• _Work instructions_
When you reach the records, transcribe each one exactly.

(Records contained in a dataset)
= Beginning of Section =
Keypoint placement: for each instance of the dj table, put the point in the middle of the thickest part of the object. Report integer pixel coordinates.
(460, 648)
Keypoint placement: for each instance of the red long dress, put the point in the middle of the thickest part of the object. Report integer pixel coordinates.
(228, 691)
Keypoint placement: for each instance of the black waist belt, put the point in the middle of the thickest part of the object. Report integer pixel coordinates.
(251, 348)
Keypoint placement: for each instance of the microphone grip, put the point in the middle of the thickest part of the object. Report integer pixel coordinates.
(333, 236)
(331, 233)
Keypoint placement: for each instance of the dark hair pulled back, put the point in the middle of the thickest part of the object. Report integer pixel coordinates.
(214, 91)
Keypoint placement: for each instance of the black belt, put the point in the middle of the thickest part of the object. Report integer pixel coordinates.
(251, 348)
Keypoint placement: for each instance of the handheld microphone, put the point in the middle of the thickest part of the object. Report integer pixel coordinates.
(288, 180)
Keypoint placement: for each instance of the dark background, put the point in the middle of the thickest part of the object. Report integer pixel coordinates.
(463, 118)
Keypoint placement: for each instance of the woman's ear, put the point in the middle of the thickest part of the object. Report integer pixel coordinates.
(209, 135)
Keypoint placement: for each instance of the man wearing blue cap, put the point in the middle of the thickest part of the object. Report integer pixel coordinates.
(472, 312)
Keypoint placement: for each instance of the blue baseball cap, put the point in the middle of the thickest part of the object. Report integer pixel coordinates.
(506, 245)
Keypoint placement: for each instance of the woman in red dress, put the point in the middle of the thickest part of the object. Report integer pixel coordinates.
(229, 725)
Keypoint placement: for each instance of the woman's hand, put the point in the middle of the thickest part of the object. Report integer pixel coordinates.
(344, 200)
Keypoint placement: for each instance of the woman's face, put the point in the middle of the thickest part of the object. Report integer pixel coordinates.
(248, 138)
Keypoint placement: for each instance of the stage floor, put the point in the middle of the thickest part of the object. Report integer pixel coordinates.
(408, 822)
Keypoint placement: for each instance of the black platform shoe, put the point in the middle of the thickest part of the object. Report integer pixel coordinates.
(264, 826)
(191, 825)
= End of Section =
• _Expected answer_
Keypoint placement: for each instance of the dj table, put the point in the middle of the thickest part of the object. Report integer pixel coordinates.
(460, 648)
Keypoint placement: for each instance of the red long dress, put the point in the middle of the thickest part of the object. Report integer pixel coordinates.
(228, 691)
Keypoint placement: for each instance of the black waist belt, put the point in the middle of the thickest part of the object. Report integer pixel coordinates.
(251, 348)
Keypoint placement: for each instance of the microphone grip, put the point in the middle of the thickest part of the object. Report integer pixel coordinates.
(333, 236)
(331, 233)
Keypoint placement: for each instance of the dark hair pulled back, put the point in the middle of the thickest part of the object. Report integer pixel coordinates.
(214, 91)
Keypoint placement: for each instance of the black belt, put the point in the middle of the thickest part of the object. Report integer pixel coordinates.
(251, 348)
Keypoint placement: for each instance of the handheld microphone, put the point in the middle of the thickest part of the object. Report integer pixel coordinates.
(288, 180)
Keypoint placement: for each instance of the dark background, put the point in the middle of the thickest part of the object. Report integer pixel coordinates.
(463, 118)
Keypoint placement: for each instance of the woman's ear, put the point in the middle of the thickest part of the object. Report integer pixel coordinates.
(209, 135)
Keypoint placement: for each instance of the man wearing blue cap, put the point in the middle of the thickest part of the object. Report integer pixel coordinates.
(472, 312)
Keypoint placement: for each instance of the blue baseball cap, put the point in the middle of the thickest part of the object. Report integer pixel coordinates.
(506, 245)
Keypoint placement: for each instance of the woman in red dress, put the point in the middle of the thickest part of the object. Report integer pixel coordinates.
(229, 725)
Keypoint placement: for each instance of the woman's hand, put the point in the middle of the thickest part of the object. Report integer pixel coordinates.
(344, 200)
Keypoint placement: for each instance of the woman's face, put the point in the middle of the thickest part of the object. Report integer pixel coordinates.
(248, 138)
Keypoint placement: for each instance of the stage floor, put the point in the middle of the thickest part of the object. Report integer pixel coordinates.
(408, 822)
Keypoint placement: for each instance of the black platform shoe, put the point in the middle of the thickest part of the object. Report integer pixel coordinates.
(264, 826)
(191, 825)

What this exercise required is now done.